■ PASSAGE FOR REVIEW:
#####

LORD Nicholas Stern, author of an influential 2006 report on the economics of climate change for the United Kingdom, has advocated vegetarianism as a way of tackling climate change.
“Meat is a wasteful use of water and creates a lot of greenhouse gases,” The Times of London reported Lord Stern as saying
“It puts enormous pressure on the world’s resources. A vegetarian diet is better.”
The author of the Stern Review, who is not a strict vegetarian himself, believes that the economics of tackling climate change will mean meat prices will rise substantially, forcing people to evolve toward a more vegetarian diet.
The United Nations attributes 18 per cent of global greenhouse gas emissions to meat production, including forest destruction for ranching and production of animal feeds.
Predictably, UK vegetarians have welcomed Lord Stern’s comments, and UK farmers have in turn been angered.
Lord Stern is a former chief economist of the World Bank and now the I G Patel Professor of Economics at the London School of Economics, The Times reported.

#####

■ DATA LISTING:
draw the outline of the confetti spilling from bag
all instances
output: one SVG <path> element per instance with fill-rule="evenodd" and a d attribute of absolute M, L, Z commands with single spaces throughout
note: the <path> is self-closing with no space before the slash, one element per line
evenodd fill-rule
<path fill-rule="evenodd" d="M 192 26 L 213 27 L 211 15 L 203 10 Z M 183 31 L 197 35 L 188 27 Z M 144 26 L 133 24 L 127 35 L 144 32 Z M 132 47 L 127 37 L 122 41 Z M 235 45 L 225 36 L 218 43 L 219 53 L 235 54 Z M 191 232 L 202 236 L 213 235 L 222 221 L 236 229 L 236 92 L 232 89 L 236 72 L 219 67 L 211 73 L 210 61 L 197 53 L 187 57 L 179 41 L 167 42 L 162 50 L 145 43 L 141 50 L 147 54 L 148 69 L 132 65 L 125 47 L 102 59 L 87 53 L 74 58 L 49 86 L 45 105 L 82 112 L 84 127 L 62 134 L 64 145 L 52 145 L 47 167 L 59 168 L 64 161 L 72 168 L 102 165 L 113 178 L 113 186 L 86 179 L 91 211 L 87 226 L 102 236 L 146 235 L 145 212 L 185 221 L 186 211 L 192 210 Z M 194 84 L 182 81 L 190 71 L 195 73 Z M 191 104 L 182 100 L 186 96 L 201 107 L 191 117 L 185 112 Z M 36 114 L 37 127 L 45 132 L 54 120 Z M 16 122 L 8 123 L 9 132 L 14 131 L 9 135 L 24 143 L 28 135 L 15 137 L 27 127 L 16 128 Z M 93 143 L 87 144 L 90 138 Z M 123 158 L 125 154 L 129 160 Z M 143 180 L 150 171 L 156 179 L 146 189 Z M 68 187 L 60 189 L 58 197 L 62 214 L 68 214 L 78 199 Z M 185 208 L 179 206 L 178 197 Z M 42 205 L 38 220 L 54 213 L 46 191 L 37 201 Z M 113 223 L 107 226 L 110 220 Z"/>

#####

■ BRIEF 1:
Answer the following about the article on Lord Stern and vegetarianism:
(a) In what year did Lord Stern write his report on the economics of climate change for the United Kingdom?
(b) What percentage of global greenhouse gas emissions does the United Nations attribute to meat production?
(c) What title does Lord Stern now hold at the London School of Economics?
■ BRIEF 2:
List every organization named in the article on Lord Stern and vegetarianism.

■ OUTPUT 1:
(a) 2006
(b) 18 per cent
(c) I G Patel Professor of Economics

■ OUTPUT 2:
The Times of London
The United Nations
The World Bank
The London School of Economics